● What is asked:
Transcribe the garlic storage text word for word, from "Dig your garlic" down to "pull it free.".

● Text:
|Freshly potted rosemary, NOT garlic. But it goes well in dishes with garlic.|
Different types and varieties have different shelf lives, but all should be kept in a cool, dark place to prevent shriveling and sprouting, as well as being cured properly.
Dig your garlic when all but the top 5 or 6 leaves have died. Don't dig immediately after rain or when the soil is really wet, unless you have no choice. Garlic dug from dryish soil will store longer. Use a garden fork to loosen the soil around the garlic and then pull it free.
Cure garlic in a shady, open place for about three weeks. I cure mine on a wire shelf rack in the garage. Then cut the stem about an inch from the top of the bulb and place in net bags. Keep in a cool, dark place, but not in the refrigerator. If you want to braid your garlic, soft neck varieties work best. But keep the braids in your cool, dark storage, bringing out one at a time to "decorate" the kitchen, as long as you will use it all in a few weeks.

● Data excerpts:
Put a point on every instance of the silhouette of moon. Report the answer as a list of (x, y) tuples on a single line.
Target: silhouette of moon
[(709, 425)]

--

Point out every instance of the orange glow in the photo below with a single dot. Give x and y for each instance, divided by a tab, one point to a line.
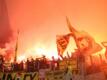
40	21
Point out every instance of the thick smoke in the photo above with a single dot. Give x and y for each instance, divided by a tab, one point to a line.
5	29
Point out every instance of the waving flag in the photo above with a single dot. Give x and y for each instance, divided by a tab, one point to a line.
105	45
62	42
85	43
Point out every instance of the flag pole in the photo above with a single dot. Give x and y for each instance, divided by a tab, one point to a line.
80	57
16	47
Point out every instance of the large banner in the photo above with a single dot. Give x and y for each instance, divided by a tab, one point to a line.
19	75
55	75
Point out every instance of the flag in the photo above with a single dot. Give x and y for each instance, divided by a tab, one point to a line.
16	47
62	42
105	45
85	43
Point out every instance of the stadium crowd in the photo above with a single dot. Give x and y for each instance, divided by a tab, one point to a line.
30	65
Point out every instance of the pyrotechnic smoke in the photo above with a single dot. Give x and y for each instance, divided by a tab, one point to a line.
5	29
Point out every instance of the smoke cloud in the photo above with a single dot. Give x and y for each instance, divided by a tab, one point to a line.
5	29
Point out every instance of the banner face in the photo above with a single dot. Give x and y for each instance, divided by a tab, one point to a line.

● Solution:
Dig your garlic when all but the top 5 or 6 leaves have died. Don't dig immediately after rain or when the soil is really wet, unless you have no choice. Garlic dug from dryish soil will store longer. Use a garden fork to loosen the soil around the garlic and then pull it free.